-- begin TASK DATA --
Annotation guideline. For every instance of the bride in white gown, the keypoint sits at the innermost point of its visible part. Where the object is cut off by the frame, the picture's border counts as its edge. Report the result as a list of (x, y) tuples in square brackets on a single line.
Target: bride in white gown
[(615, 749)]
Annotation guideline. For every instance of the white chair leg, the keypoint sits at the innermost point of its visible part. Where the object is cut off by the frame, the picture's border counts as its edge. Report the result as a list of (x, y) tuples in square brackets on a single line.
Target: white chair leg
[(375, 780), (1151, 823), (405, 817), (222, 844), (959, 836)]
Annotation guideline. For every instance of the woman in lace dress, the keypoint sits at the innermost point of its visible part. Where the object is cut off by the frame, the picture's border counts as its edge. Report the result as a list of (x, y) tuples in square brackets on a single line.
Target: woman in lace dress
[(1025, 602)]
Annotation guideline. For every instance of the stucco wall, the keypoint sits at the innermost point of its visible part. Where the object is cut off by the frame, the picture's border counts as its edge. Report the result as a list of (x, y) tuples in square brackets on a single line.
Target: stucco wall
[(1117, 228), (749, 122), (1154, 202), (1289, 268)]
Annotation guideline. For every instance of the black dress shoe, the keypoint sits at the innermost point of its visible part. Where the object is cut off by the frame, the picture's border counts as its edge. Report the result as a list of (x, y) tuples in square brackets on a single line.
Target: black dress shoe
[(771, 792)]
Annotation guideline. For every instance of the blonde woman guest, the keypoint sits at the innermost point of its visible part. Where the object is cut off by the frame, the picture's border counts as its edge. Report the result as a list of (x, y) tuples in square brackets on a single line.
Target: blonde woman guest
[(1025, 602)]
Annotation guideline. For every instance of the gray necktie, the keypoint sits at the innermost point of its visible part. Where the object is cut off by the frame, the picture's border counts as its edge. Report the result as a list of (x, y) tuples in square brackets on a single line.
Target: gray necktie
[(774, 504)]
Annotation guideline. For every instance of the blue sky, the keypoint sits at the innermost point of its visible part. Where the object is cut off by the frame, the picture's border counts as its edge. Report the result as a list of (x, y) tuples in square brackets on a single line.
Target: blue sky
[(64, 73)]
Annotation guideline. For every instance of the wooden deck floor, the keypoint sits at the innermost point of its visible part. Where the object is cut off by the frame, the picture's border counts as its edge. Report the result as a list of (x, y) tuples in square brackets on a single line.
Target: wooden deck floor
-- end TASK DATA --
— DIRECTIVE —
Reproduce each of the items above verbatim, from the first through the last, without altering any character.

— ANSWER TO THE EXERCISE —
Annotation guideline. For every instance of the bride in white gown, the keypoint sits at the innermost point of its visible part. Where the object is cut off by the frame, the picture's border counts as its edge. Report the result as a list of (x, y) tuples in square brackets on a single line.
Target: bride in white gown
[(615, 749)]
Annotation guideline. For every instance of the white chair leg, the keypoint sits at the innermost point of its visible part. Where the object is cut off by the frame, the picture's border counts as its edge. Report the result as a list of (x, y) tuples in square brackets on a single line.
Target: white chair leg
[(375, 780), (1151, 823), (405, 817), (222, 844), (959, 836)]
Annotation guideline. For every instance of the woman in lace dress, the keypoint sits at the innermost point of its visible part. Where the object is cut off by the frame, the picture's border counts as its edge. Report the result as a list of (x, y) tuples in square brackets on a single line.
Target: woman in lace dress
[(1025, 602)]
Annotation guideline. For every instance of the stucco wall, the keypoint sits at the innermost point of its visible part. Where the object is cut off by the frame, the picture's border counts as its edge. Report the result as a list of (x, y) tuples in square brackets on a single line.
Target: stucco wall
[(1117, 228), (749, 122), (1154, 202), (1289, 268)]
Annotation guideline. For every instance of the black dress shoe, the keypoint sits at the innermost point of its visible part. Where the object is cut off by the frame, the picture's border counts as its edge. Report the result as a list of (x, y) tuples in square brackets on a single line.
Target: black dress shoe
[(771, 792)]
Annotation guideline. For every instance of the blonde woman guest, the keypoint sits at the innermost point of its visible part. Where the object is cut off by the frame, the picture's border counts as its edge. Report the result as a list of (x, y) tuples in square brackets on a single line.
Target: blonde woman guest
[(1025, 602)]
Annotation guideline. For every instance of the gray necktie, the keypoint sits at the innermost point of its visible part. Where the object is cut off by the frame, the picture's border counts as its edge. Report the result as a list of (x, y) tuples in square brackets on a single line.
Target: gray necktie
[(774, 504)]
Annotation guideline. For every instance of the blue sky, the keypoint sits at the innermost point of its visible part. Where the object is cut off by the frame, the picture's border counts as its edge. Report the result as a list of (x, y) tuples in square brackets on a single line.
Target: blue sky
[(64, 73)]
Annotation guideline. For every instance of the wooden deck floor, the keypoint sits at the innermost point of its visible part. Where the object is cut off by the frame, the picture's border counts as its edge. Report the result as a list of (x, y) tuples in square brackets on a single line.
Target: wooden deck floor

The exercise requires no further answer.